- TEXTO FORNECIDO
--

O adiamento ocorre em meio à campanha eleitoral na OAB-SP. A votação para o comando da entidade no triênio 2025-27 está marcada para o dia 21 de novembro. A advogada Ângela Gandra, filha de Ives e secretária da Família no governo Jair Bolsonaro, concorre a vice-presidente em uma das chapas de oposição à atual gestão. Ela e o candidato a presidente, Caio Augusto Santos, fizeram pressão publicamente contra o julgamento.
Caio Augusto e Ângela Gandra sugeriram que a OAB-SP fez uso político do caso. Em publicação no Instagram, o advogado disse ver "uma perseguição velada", e pediu à OAB-SP que adiasse o julgamento de Ives Gandra para depois das eleições da entidade. A filha do jurista, por sua vez, afirmou também no Instagram que o caso foi agendado "estrategicamente pela OAB nesta semana".
OAB-SP nega ter tirado o recurso da pauta por pressão externa. Em nota enviada ao UOL, a instituição afirma que o Tribunal de Ética e Disciplina, que julgará o recurso, é uma entidade "imune a qualquer intervenção de ordem política", mas que não comenta assuntos da disputa eleitoral e nem o conteúdo do recurso contra Ives Gandra, que corre em sigilo.

--

- DADOS ARMAZENADOS
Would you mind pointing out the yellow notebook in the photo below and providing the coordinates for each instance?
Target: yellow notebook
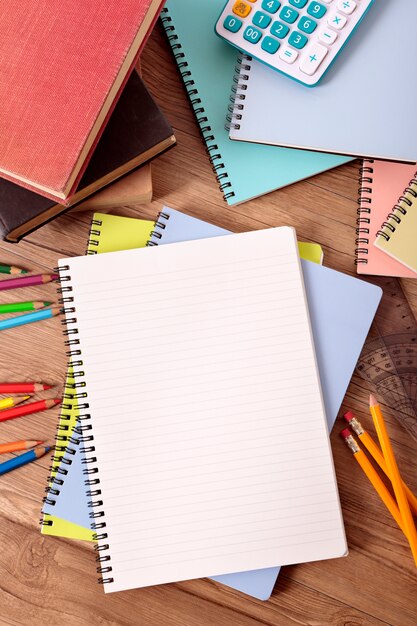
(108, 233)
(398, 235)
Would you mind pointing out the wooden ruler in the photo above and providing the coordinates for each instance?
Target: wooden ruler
(389, 357)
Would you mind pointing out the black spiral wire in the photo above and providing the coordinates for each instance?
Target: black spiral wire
(206, 130)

--

- TAREFAS DO EXERCÍCIO
a: Reproduza o trecho do texto sobre a eleição na OAB-SP que vai de "O adiamento ocorre" a "contra o julgamento.".
b: Prossiga com o texto sobre a eleição na OAB-SP a partir do ponto em que ele termina.

- RESPOSTAS FORNECIDAS
a:
O adiamento ocorre em meio à campanha eleitoral na OAB-SP. A votação para o comando da entidade no triênio 2025-27 está marcada para o dia 21 de novembro. A advogada Ângela Gandra, filha de Ives e secretária da Família no governo Jair Bolsonaro, concorre a vice-presidente em uma das chapas de oposição à atual gestão. Ela e o candidato a presidente, Caio Augusto Santos, fizeram pressão publicamente contra o julgamento.

b:
O Tribunal de Ética e Disciplina da OAB SP, entidade autônoma, independente e absolutamente imune a qualquer intervenção de ordem política, inclusive aquelas de caráter eleitoral dentro da própria Ordem, informa que a referida sessão de julgamento não consta da pauta desta sexta-feira, 8 de novembro de 2024, que é pública
Trecho de nota da OAB-SP
ABI e MNDH criticam adiamento. Ao UOL, o advogado Carlos Nicodemos, que representa as entidades, disse que a decisão "retarda a necessária resposta da OAB-SP para representação ética disciplinar formulada, que tem não só o objetivo de responsabilização do advogado denunciado, mas a reafirmação de compromisso da Ordem dos Advogados do Brasil com os preceitos de respeito a democracia".
Reclamação se baseia em material apreendido com Mauro Cid
A queixa contra Ives Gandra se baseia em documentos encontrados com o coronel Mauro Cid. O militar, que foi ajudante de ordens do ex-presidente Jair Bolsonaro (PL), tinha em seu aparelho um questionário respondido pelo jurista via e-mail, em maio de 2017, a pedido de Fabiano da Silva Carvalho, um major do Exército. O material foi apreendido pela Polícia Federal (leia a íntegra).
No documento, Gandra diz que é possível o emprego das Forças Armadas na garantia dos poderes constitucionais. Em resposta a uma das perguntas do major Fabiano, ele afirma que a intervenção militar "pode ocorrer em situação de normalidade se, no conflito entre Poderes, um deles apelar para as Forças Armadas, em não havendo outra solução".
Em dezembro do ano passado, o Tribunal de Ética e Disciplina da OAB-SP concluiu que Ives Gandra não cometeu infração. O colegiado avaliou que o jurista fez apenas uma "análise particular e a elaboração de um entendimento teórico", e que isso não serve para "configurar uma incitação a qualquer prática criminosa, tal como um ''golpe de Estado". A ABI e o MNDH recorreram da decisão.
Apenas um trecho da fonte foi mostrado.